··· DATA LISTING

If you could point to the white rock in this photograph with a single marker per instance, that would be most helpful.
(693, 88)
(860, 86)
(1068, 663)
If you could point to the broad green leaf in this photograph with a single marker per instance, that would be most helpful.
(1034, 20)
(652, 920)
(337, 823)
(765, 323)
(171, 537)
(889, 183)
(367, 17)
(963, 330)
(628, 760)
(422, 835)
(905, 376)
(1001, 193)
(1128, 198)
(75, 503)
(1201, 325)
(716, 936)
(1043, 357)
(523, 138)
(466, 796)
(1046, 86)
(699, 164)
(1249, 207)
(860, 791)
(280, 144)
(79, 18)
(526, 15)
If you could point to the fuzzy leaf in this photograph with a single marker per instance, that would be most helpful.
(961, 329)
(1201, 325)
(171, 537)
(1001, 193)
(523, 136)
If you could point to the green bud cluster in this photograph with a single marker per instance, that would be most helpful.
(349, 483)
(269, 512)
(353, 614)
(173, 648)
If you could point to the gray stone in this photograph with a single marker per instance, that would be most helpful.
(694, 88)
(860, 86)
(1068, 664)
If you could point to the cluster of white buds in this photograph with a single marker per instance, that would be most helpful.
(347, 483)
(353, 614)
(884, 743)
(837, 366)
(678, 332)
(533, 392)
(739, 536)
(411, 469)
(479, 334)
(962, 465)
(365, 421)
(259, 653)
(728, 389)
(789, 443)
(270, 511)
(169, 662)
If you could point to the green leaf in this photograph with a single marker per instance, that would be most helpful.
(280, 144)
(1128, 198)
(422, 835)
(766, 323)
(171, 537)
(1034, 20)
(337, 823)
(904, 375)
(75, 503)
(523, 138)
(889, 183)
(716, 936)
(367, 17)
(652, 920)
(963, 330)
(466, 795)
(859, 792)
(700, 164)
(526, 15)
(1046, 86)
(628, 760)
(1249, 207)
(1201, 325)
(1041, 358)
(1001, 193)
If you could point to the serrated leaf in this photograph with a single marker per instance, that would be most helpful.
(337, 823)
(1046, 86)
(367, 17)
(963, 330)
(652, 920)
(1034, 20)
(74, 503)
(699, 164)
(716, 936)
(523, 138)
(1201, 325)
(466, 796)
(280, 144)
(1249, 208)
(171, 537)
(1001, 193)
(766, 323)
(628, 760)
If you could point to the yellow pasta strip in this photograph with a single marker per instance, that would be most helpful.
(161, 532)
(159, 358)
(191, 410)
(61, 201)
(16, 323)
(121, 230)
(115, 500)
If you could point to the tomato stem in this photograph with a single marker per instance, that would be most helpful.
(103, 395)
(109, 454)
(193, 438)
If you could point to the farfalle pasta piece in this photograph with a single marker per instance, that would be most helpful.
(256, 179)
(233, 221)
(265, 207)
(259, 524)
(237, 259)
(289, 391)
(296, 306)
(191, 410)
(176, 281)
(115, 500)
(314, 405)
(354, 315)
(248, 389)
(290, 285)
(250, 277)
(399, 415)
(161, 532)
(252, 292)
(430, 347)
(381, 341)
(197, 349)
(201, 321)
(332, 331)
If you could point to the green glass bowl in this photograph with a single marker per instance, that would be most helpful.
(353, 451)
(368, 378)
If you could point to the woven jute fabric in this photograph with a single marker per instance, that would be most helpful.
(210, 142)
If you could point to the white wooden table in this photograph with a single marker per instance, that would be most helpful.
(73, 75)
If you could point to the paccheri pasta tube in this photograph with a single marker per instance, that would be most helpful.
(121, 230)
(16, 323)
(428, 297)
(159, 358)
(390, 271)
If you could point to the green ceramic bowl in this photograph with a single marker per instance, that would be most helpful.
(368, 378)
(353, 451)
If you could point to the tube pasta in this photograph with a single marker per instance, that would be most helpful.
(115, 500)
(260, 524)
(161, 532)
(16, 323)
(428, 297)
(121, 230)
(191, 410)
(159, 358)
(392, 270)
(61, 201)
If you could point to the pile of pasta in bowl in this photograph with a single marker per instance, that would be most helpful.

······

◆ REQUIRED TASK ◆
Rewrite every line in the stretch from the line containing "If you could point to the paccheri" through the end of the items, adding -52 to each coordinate in the answers and leaving all other text unchanged.

◆ OUTPUT ◆
If you could point to the paccheri pasta tube in this photograph with a single marker per instance, that would be most helpful.
(69, 178)
(-36, 271)
(376, 245)
(107, 306)
(338, 219)
If you could point to the green ceramic bowl in this photograph with a single marker per instance, that would be most helpful.
(316, 326)
(301, 399)
If you could point to the tube pasta in this photograph with a single marker per instance, that would be most helpful.
(63, 448)
(208, 472)
(109, 480)
(-36, 271)
(376, 245)
(69, 178)
(139, 358)
(107, 306)
(340, 218)
(9, 149)
If you could point to the pile of pasta in bowl in this photograph with a single marker per instance, that would be most helpful.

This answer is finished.